#### WHAT THIS TASK INVOLVES:
Copy each line exactly.

#### INPUT ROWS:
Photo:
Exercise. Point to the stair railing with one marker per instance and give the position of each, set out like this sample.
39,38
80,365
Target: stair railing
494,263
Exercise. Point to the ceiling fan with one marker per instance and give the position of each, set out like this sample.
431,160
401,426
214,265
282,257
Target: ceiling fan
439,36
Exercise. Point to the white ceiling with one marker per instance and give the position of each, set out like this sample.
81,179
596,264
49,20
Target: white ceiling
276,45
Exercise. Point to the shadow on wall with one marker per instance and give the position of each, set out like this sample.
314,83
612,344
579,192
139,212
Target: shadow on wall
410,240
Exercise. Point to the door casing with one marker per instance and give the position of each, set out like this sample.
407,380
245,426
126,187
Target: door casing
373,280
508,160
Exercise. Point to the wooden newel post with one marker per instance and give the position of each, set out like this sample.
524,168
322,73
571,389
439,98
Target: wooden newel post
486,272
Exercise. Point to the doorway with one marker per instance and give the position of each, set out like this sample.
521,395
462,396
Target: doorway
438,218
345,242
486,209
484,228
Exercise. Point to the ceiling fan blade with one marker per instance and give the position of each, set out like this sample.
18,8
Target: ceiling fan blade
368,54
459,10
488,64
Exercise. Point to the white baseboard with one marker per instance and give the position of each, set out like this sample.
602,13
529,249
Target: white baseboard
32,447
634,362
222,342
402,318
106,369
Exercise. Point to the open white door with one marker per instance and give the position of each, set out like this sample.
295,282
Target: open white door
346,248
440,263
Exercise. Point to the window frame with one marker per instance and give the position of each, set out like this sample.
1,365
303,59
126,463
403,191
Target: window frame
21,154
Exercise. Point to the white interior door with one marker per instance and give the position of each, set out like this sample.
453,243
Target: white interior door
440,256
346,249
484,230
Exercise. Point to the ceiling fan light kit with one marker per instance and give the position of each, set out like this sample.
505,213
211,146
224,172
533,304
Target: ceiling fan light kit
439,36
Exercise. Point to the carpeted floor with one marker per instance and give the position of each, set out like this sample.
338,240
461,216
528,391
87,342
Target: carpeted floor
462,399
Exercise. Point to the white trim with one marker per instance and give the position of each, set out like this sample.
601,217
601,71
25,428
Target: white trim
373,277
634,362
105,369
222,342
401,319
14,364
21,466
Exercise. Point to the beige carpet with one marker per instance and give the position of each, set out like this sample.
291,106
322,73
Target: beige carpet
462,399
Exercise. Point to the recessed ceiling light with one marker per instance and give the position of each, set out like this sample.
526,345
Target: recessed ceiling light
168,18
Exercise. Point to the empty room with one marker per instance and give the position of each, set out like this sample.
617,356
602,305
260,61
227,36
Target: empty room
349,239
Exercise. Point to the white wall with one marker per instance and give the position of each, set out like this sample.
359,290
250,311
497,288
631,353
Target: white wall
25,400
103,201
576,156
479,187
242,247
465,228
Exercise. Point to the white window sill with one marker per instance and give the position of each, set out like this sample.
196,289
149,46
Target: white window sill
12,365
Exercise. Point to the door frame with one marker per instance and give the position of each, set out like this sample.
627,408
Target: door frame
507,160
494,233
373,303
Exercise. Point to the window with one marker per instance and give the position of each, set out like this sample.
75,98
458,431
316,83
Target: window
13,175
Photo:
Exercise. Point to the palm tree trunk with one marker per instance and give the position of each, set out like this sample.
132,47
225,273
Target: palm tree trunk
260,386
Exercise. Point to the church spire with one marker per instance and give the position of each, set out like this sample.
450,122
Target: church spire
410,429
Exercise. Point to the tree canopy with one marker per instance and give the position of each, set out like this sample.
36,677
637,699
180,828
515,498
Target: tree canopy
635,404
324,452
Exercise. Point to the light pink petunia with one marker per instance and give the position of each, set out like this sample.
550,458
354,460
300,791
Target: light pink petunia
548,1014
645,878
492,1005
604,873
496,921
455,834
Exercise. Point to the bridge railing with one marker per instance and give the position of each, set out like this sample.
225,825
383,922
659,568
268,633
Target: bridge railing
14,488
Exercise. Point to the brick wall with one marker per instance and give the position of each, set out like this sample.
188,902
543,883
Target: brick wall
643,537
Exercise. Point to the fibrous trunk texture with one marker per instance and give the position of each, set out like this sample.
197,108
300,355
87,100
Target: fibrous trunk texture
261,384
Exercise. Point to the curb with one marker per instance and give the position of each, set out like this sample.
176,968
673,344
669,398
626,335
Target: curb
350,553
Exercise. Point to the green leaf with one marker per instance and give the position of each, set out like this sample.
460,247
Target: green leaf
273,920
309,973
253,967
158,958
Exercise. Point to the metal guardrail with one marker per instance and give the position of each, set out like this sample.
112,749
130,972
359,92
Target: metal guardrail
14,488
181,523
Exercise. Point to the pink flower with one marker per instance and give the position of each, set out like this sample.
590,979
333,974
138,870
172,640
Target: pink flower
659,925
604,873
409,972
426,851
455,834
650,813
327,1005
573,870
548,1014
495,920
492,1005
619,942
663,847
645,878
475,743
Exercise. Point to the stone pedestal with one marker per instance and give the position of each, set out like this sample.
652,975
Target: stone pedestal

#### WRITTEN RESPONSE:
Photo:
Exercise. Point to the stair railing with one marker per instance and give the position of each, set out like this sample.
39,38
80,365
Target: stair railing
494,263
Exercise. Point to the ceiling fan with one marker per instance and give the position of each, set out like this sample.
431,160
401,426
214,265
282,257
Target: ceiling fan
439,36
Exercise. Point to the white ceiling with one marker per instance and give the position of each, set out like this sample.
81,179
596,264
49,20
Target: white ceiling
276,45
Exercise. Point to the shadow on wall with one marker per instance and give the position of each, set out like this sample.
314,83
612,344
579,192
139,212
Target: shadow on wall
410,240
Exercise. Point to the door casing with one marker per instance and give the position of each, set out like this sample.
407,380
245,426
126,187
Target: door casing
373,280
508,160
Exercise. Point to the wooden newel post with one marker per instance and give the position of each, set out like this sample.
524,168
322,73
571,389
439,98
Target: wooden newel post
486,272
Exercise. Point to the doorway with one marker per instance and give the position of each, set out like this sample.
521,395
462,396
Target: doorway
438,218
345,242
486,209
484,228
Exercise. Point to the ceiling fan blade with one marker per instance and give the position of each, set out like this sample.
18,8
Target: ceiling fan blade
368,54
459,10
488,64
Exercise. Point to the white baseboard with one marker per instance and give the position of each, set out like this sample.
602,13
529,249
Target: white baseboard
32,447
634,362
222,342
402,318
106,369
Exercise. Point to the open white door with one marker per instance and give the position of each, set out like this sample.
295,282
Target: open white door
346,248
440,263
Exercise. Point to the window frame with one marker per instance and give the position of each, set out like this sample.
1,365
303,59
126,463
403,191
Target: window frame
21,154
Exercise. Point to the white interior door with one marker per instance and give the position of each, set out like this sample.
453,243
Target: white interior door
440,256
346,249
484,230
Exercise. Point to the ceiling fan light kit with one marker per instance and give the position of each, set out like this sample.
505,213
211,146
224,172
533,304
Target: ceiling fan light kit
439,36
Exercise. Point to the carpeted floor with one marker per instance and give the position of each, set out like this sample.
338,240
461,216
528,391
87,342
Target: carpeted floor
462,399
Exercise. Point to the white trim with one marker per instance and give the position of each, set out like this sample.
601,217
601,71
25,428
Target: white trim
373,277
634,362
105,369
222,342
401,319
14,364
21,466
Exercise. Point to the beige carpet with one marker per instance and give the position of each, set out like this sample.
291,106
322,73
Target: beige carpet
462,399
Exercise. Point to the recessed ceiling light with one marker per instance and give the position of each, set out like this sample.
526,345
Target: recessed ceiling light
168,18
Exercise. Point to the empty room with one marker per instance and give the position of each, set out like this sample.
617,356
602,305
260,61
227,36
Target: empty room
349,239
Exercise. Point to the white wall with one marker per instance and give the position of each, set out like this sample.
359,290
250,311
497,288
631,353
Target: white wall
25,400
103,201
576,156
479,187
242,247
465,228
Exercise. Point to the white window sill with one marker per instance and give the position of each, set out like this sample.
196,289
149,46
Target: white window sill
12,365
Exercise. Point to the door frame with one marker per instance and give the position of each, set out like this sample.
627,408
Target: door frame
507,160
494,233
373,303
Exercise. Point to the window with one marker per instance and give the position of each, set out like this sample.
75,98
458,431
316,83
Target: window
13,175
Photo:
Exercise. Point to the palm tree trunk with one marker per instance and give the position of each, set out like this sample.
132,47
225,273
Target: palm tree trunk
260,386
Exercise. Point to the church spire with one marker per instance and give the position of each, set out like this sample.
450,122
Target: church spire
410,429
Exercise. Point to the tree canopy with one marker per instance and give the position of each, set out like this sample.
36,677
637,699
180,828
515,498
Target: tree canopy
635,404
324,452
Exercise. Point to the light pink petunia with one marker per instance and give the position of each, set out like this sample.
550,458
354,460
300,791
Target: light pink petunia
548,1014
645,878
492,1005
604,873
496,921
455,834
Exercise. Point to the bridge railing with one marker per instance and give the position of each, set out like this sample.
225,825
383,922
659,568
268,633
Target: bridge railing
14,488
Exercise. Point to the brick wall with one marker per instance and give the position of each, set out like this sample.
188,902
543,883
Target: brick wall
643,537
Exercise. Point to the fibrous trunk texture with one marker per instance and give the position of each, set out like this sample.
197,108
300,355
87,100
Target: fibrous trunk texture
261,384
Exercise. Point to the curb with one marker per instance and give the position of each, set out like this sample.
176,968
673,344
669,398
626,335
Target: curb
350,553
Exercise. Point to the green leaf with one marker per instance and give the position of each, set out like this sample.
460,247
Target: green leaf
273,920
309,973
253,967
158,958
Exercise. Point to the metal guardrail with one marker per instance and give the position of each, set out like this sample.
112,749
130,972
359,92
Target: metal guardrail
14,488
181,523
Exercise. Point to the pink flower with one marker per instance and give the position of each, set out like this sample.
590,979
333,974
138,870
172,640
Target: pink flower
659,925
604,873
409,972
426,851
455,834
650,813
327,1005
573,870
548,1014
495,920
492,1005
619,942
663,847
645,878
475,743
Exercise. Point to the stone pedestal with one marker per instance and give the position of each, set out like this sample.
652,975
Target: stone pedestal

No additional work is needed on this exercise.